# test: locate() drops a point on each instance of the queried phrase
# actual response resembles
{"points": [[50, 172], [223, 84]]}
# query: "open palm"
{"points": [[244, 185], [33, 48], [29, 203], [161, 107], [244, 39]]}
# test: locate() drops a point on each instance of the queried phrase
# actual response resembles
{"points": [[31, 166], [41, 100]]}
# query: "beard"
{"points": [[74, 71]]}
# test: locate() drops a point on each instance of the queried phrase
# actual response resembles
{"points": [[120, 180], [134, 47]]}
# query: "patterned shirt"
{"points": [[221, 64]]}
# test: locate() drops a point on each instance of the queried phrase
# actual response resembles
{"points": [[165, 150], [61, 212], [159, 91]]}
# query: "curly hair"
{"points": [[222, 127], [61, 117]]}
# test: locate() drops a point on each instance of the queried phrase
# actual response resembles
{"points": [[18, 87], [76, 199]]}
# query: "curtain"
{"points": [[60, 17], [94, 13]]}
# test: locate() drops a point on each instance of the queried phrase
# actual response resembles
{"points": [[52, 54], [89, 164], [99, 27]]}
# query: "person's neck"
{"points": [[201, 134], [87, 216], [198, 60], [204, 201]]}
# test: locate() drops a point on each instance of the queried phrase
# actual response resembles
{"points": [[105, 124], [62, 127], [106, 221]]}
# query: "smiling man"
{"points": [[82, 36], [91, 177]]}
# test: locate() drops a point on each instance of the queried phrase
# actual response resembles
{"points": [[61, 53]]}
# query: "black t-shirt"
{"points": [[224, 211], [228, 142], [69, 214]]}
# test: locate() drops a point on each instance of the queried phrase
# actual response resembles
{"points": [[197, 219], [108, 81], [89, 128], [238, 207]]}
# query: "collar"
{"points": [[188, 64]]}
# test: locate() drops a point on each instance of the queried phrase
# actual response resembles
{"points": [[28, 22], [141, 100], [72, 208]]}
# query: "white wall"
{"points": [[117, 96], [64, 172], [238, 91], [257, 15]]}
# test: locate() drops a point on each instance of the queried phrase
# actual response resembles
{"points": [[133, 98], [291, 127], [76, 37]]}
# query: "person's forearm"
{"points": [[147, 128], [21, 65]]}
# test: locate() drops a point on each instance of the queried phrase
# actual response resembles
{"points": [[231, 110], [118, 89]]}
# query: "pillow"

DO THIS
Extract all of the data exactly as written.

WRITTEN RESPONSE
# test: locate() drops a point on each instance of the queried phrase
# actual response resembles
{"points": [[50, 172], [223, 84]]}
# query: "open palm"
{"points": [[244, 185], [33, 48], [29, 203], [161, 107], [244, 39]]}
# test: locate() drops a point on each instance of the queried phrase
# actual response resembles
{"points": [[31, 166], [41, 100]]}
# query: "beard"
{"points": [[74, 71]]}
# test: locate() drops a point on each instance of the queried phrase
# actual response resembles
{"points": [[120, 180], [134, 47]]}
# query: "patterned shirt"
{"points": [[221, 64]]}
# test: locate() drops a point on each instance of the queried phrase
# actual response resembles
{"points": [[165, 150], [61, 212], [159, 91]]}
# query: "curly hair"
{"points": [[222, 127], [61, 117]]}
# test: locate() drops a point on each instance of the queried phrase
# actual response resembles
{"points": [[18, 87], [76, 199]]}
# query: "curtain"
{"points": [[60, 17], [94, 13]]}
# test: locate() drops a point on each instance of the queried phrase
# actual response resembles
{"points": [[52, 54], [89, 164], [99, 27]]}
# query: "person's neck"
{"points": [[201, 134], [87, 216], [198, 60], [204, 201]]}
# test: locate() drops a point on each instance of the queried phrase
# actual response resembles
{"points": [[105, 124], [62, 127], [106, 221]]}
# query: "smiling man"
{"points": [[82, 36], [91, 177]]}
# test: locate() drops a point on each instance of the queried phrase
# actual response resembles
{"points": [[61, 53]]}
# query: "black t-shirt"
{"points": [[224, 211], [228, 142], [69, 214]]}
# test: locate() drops a point on each instance of the queried phrase
# actual response resembles
{"points": [[197, 219], [108, 81], [89, 128], [238, 207]]}
# query: "collar"
{"points": [[188, 64]]}
# test: locate() drops a point on each instance of the queried phrase
# actual response resembles
{"points": [[28, 22], [141, 100], [72, 208]]}
# query: "white wall"
{"points": [[117, 96], [64, 172], [238, 91], [257, 15]]}
# test: locate() drops a point on each instance of the queried phrase
# actual response resembles
{"points": [[133, 98], [291, 127], [76, 37]]}
# query: "person's forearm"
{"points": [[147, 128], [21, 65]]}
# test: locate() drops a point on each instance of the queried phrase
# actual response resembles
{"points": [[231, 110], [118, 89]]}
# query: "pillow"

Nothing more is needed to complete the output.